### [Text block]
----------

The Tn antigen is a precursor structure biosynthesized in the Golgi apparatus by a family of twenty different polypeptide-N-acetylgalactosaminyltransferases (ppGalNAc-Ts), which transfer GalNAc from the donor UDP-GalNAc to a Ser or Thr residue in glycoproteins. The Tn antigen subsequently serves as the common core to which glycans are extended first by the T-synthase and its private molecular chaperone Cosmc to form primarily core 1 structures (Galβ1-3GalNAcα1-O-Ser/Thr, the T or TF antigen), which are precursors to branched core 2 structures; other O-glycans in colorectal glycoproteins include core 3 and core 4 O-glycans (12–14).
In most healthy tissues, the Tn antigen does not accumulate due to its complete conversion to extended O-glycans. In pathologic states including various malignancies, however, increased expression of the Tn and STn antigens has been correlated with tumor progression, metastasis, and poor prognosis (15).
Patterns of Tn antigen expression in CRC have been assessed historically using GalNAc-binding lectins, such as Vicia villosa agglutinin (VVA) and Helix pomatia agglutinin (HPA), or with antibodies that are often inadequately characterized for specificity (12). These approaches have shown elevated but variable Tn expression in CRC, in up to 90% of tumors, with STn antigen expression paralleling that of the Tn antigen (16–18). However, very few studies have directly compared paired tumor and normal colorectal mucosa from the same individual. Instead, they have used samples from healthy subjects as control tissue and therefore lack internal controls (10).
Prior investigation of Tn expression in paired tumor and normal colorectal tissue samples has also been conducted using the anti-Tn monoclonal IgM BaGs6 (CA3638) which was obtained from the ascites of mice immunized with Tn-expressing cells. BaGs6 has been described as recognizing glycoconjugates containing GalNAcα1-O-Ser/Thr but not blood group A or similar glycans terminating in GalNAc, though its formation is experimentally variable due to the nature of the use of unmodified mouse ascites (19, 20). The Tn antigen has been detected using this reagent in over 90% of CRC, seldom in normal colorectal tissue, and to some degree in histologically normal-appearing peritumoral mucosa, though too few peritumoral samples have been examined to establish definitive Tn expression patterns (18).

----------

### [Provided data]
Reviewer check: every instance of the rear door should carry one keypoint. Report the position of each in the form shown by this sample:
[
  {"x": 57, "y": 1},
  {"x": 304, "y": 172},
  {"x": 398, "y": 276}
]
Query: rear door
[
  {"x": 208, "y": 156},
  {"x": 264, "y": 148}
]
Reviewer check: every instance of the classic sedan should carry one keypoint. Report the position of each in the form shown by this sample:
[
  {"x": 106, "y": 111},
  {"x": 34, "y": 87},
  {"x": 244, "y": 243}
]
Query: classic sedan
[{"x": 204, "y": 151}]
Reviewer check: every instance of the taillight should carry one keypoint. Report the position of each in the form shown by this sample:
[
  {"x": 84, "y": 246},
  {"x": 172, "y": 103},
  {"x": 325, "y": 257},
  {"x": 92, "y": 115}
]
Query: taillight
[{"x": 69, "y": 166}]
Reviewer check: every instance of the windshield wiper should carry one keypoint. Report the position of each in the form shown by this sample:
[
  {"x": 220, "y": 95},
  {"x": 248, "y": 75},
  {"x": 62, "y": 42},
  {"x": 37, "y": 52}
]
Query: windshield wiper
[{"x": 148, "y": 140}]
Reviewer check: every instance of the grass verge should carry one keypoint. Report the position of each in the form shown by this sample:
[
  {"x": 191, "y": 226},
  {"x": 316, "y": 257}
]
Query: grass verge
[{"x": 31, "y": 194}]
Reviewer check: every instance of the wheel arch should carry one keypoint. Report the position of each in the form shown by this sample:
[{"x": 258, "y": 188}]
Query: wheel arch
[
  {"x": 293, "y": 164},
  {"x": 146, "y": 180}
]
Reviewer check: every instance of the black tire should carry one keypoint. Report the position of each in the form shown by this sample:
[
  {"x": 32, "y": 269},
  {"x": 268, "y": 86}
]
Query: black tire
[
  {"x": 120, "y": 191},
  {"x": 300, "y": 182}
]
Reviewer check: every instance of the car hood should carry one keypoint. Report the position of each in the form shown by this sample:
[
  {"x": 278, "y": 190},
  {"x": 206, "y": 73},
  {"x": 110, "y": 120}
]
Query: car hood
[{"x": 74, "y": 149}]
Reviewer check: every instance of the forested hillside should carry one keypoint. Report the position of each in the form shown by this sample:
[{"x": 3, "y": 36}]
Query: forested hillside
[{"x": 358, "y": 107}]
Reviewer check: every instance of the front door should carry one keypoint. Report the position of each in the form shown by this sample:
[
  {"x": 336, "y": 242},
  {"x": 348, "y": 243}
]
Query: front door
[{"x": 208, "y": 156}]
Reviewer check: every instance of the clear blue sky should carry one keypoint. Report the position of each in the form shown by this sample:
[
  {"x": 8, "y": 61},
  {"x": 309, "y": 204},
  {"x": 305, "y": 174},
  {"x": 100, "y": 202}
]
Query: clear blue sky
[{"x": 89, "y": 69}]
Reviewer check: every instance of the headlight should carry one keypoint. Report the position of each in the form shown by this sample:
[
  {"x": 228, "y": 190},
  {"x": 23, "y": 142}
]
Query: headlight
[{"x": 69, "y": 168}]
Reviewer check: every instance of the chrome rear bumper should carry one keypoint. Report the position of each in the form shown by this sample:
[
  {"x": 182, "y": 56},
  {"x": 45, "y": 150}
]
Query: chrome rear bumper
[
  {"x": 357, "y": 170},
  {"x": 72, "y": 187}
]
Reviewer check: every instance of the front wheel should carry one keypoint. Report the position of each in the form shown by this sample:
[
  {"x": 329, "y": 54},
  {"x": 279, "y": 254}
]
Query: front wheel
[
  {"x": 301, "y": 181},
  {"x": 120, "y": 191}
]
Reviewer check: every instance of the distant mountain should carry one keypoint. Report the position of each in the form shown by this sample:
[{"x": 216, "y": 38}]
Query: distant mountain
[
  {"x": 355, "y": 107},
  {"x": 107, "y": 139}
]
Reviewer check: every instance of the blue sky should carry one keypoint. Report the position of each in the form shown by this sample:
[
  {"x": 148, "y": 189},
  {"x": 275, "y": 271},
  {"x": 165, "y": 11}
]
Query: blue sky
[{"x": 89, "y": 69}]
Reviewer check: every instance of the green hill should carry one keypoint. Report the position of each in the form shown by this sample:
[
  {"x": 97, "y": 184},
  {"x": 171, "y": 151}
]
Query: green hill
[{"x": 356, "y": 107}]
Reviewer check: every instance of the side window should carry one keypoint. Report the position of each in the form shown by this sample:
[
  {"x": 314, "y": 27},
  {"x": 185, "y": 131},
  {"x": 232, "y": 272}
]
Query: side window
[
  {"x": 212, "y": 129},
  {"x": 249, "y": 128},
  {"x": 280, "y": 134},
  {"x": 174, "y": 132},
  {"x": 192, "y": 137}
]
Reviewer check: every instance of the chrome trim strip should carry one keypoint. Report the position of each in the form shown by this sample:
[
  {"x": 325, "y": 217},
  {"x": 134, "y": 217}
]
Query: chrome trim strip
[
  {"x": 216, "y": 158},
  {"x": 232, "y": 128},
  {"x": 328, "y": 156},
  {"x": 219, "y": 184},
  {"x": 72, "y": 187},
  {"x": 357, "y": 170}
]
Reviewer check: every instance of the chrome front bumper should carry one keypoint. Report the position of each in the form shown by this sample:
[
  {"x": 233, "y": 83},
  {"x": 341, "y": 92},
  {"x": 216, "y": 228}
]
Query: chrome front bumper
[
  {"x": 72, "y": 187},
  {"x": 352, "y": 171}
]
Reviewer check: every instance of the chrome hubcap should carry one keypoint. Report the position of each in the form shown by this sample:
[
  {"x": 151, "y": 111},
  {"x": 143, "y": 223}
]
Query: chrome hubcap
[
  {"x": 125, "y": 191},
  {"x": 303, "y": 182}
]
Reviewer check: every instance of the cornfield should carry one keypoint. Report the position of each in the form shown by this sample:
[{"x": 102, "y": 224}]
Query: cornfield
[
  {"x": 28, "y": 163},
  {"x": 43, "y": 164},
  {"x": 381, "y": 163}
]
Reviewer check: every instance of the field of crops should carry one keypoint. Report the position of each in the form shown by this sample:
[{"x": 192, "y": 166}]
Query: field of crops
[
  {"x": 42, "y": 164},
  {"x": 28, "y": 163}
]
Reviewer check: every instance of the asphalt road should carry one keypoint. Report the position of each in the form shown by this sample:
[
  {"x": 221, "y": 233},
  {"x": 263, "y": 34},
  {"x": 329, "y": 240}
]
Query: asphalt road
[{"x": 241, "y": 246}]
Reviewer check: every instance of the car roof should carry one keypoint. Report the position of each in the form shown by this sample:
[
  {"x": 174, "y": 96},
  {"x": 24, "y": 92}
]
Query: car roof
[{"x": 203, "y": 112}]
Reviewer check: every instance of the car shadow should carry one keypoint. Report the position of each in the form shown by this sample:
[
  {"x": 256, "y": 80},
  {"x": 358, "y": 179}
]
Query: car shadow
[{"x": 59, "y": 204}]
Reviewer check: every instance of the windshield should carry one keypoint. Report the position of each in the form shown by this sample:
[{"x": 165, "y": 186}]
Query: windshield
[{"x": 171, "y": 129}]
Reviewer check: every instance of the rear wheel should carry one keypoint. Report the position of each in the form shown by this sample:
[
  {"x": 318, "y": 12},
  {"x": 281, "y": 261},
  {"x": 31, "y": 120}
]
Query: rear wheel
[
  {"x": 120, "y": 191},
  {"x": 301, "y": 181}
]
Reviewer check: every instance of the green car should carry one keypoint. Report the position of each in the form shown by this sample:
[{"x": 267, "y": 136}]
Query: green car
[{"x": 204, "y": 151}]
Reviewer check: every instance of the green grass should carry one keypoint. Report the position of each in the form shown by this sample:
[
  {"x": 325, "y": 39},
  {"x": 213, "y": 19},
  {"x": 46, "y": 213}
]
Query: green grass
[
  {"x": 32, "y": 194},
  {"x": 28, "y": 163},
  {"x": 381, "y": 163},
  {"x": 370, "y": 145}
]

----------

### [Required work]
A. In the Tn antigen text, what was the anti-Tn monoclonal IgM BaGs6 obtained from?
B. Reproduce the Tn antigen text word for word, from "In most healthy" up to and including "poor prognosis (15).".

### [Per-task answers]
A. It was obtained from the ascites of mice immunized with Tn-expressing cells.

B.
In most healthy tissues, the Tn antigen does not accumulate due to its complete conversion to extended O-glycans. In pathologic states including various malignancies, however, increased expression of the Tn and STn antigens has been correlated with tumor progression, metastasis, and poor prognosis (15).